Each record must be printed again exactly as given.

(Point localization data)
▶
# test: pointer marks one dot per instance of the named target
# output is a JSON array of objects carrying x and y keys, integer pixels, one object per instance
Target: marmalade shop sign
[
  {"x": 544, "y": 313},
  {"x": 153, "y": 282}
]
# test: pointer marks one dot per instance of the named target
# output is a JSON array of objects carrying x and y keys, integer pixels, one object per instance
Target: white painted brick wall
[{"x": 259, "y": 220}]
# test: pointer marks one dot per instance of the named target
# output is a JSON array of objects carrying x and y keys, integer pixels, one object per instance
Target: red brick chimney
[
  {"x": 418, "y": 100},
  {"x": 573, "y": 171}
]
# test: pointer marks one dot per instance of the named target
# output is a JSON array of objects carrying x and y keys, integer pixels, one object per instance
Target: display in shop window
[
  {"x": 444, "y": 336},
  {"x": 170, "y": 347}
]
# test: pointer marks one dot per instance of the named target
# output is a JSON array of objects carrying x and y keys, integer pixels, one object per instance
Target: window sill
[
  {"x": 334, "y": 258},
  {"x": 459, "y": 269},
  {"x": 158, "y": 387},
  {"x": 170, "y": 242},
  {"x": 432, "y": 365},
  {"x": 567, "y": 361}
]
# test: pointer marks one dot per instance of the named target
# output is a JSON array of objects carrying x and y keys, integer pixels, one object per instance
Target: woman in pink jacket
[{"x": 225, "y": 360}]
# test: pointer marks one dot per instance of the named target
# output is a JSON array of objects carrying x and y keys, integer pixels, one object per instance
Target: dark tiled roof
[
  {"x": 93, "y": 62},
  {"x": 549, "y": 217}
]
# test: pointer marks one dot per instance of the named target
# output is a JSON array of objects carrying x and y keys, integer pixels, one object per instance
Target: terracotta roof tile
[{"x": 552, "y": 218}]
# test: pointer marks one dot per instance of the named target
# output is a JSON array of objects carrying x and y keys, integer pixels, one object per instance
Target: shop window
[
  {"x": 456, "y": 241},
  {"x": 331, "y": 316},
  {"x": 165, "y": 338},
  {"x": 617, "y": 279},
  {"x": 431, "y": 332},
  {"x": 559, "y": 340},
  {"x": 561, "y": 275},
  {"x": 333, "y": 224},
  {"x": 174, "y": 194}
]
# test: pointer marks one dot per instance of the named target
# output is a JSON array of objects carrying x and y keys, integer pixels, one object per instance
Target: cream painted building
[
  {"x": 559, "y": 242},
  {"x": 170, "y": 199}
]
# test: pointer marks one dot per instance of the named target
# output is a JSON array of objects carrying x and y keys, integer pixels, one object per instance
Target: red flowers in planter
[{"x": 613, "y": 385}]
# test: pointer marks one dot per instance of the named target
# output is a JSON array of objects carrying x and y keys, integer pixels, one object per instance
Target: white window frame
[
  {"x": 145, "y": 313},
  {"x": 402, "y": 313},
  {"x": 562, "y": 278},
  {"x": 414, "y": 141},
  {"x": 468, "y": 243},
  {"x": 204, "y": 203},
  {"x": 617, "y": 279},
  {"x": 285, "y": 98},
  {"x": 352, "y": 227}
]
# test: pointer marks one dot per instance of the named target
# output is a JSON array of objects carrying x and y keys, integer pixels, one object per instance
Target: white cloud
◀
#### Exercise response
# test: pointer marks one dot per instance of the named target
# output is a JSON array of objects carrying x and y keys, integer pixels, one object per instance
Target: marmalade shop sign
[
  {"x": 544, "y": 313},
  {"x": 153, "y": 282}
]
# test: pointer marks one dot per instance of the named target
# output is a JSON array of objects carrying x and y keys, integer pixels, one object per instance
Target: white painted brick wall
[{"x": 259, "y": 220}]
# test: pointer marks one dot per instance of the named target
# output is a JSON array of objects carrying x and y keys, integer pixels, one object per instance
Target: red brick chimney
[
  {"x": 418, "y": 100},
  {"x": 573, "y": 171}
]
# test: pointer marks one dot per instance of the named target
# output is a JSON array of objects carrying x and y keys, integer pixels, one object per instance
Target: display in shop window
[
  {"x": 444, "y": 336},
  {"x": 170, "y": 347}
]
# test: pointer marks one dot per instance of the named target
# output is a JSON array of objects carrying x and y keys, integer pixels, one object per instance
Target: window sill
[
  {"x": 334, "y": 258},
  {"x": 459, "y": 269},
  {"x": 158, "y": 387},
  {"x": 170, "y": 242},
  {"x": 432, "y": 365},
  {"x": 567, "y": 361}
]
# test: pointer marks one dot per instance of the named target
# output is a JSON array of objects carrying x and y keys, integer pixels, one object per instance
Target: woman in pink jacket
[{"x": 225, "y": 360}]
# test: pointer marks one dot per instance of the named target
# output is a JSON array of objects carrying x and y keys, integer pixels, one object per instance
Target: dark tiled roof
[
  {"x": 93, "y": 62},
  {"x": 549, "y": 217}
]
# test: pointer marks one dot per instance of the named target
# output is a JSON array of objects carrying x and y keys, integer pixels, one object per instance
Target: terracotta roof tile
[{"x": 552, "y": 218}]
# test: pointer marks one dot per instance of the named target
# output is a JSON array of objects carrying x and y keys, integer pixels, one object per instance
Target: shop window
[
  {"x": 456, "y": 241},
  {"x": 331, "y": 316},
  {"x": 165, "y": 338},
  {"x": 617, "y": 279},
  {"x": 431, "y": 332},
  {"x": 559, "y": 340},
  {"x": 561, "y": 275},
  {"x": 333, "y": 224},
  {"x": 174, "y": 194}
]
# test: pointer marks one dot per instance of the named target
# output is a JSON array of objects carrying x and y keys, integer pixels, one object per instance
Target: cream painted building
[
  {"x": 559, "y": 242},
  {"x": 170, "y": 199}
]
# test: pointer marks one dot per instance of the named target
# output is a JSON array of objects carrying x and y keys, integer pixels, one object per instance
Target: red flowers in planter
[{"x": 613, "y": 385}]
# test: pointer marks one dot per instance of the named target
# output is a JSON array of objects carrying x and y keys, integer pixels, one object per instance
Target: white window frame
[
  {"x": 145, "y": 313},
  {"x": 402, "y": 313},
  {"x": 562, "y": 278},
  {"x": 414, "y": 141},
  {"x": 468, "y": 243},
  {"x": 204, "y": 203},
  {"x": 617, "y": 279},
  {"x": 285, "y": 98},
  {"x": 352, "y": 227}
]
# test: pointer marks one dot per instance of the named target
# output is a JSON array of objects carrying x and y keys, integer pixels, one object per instance
Target: white cloud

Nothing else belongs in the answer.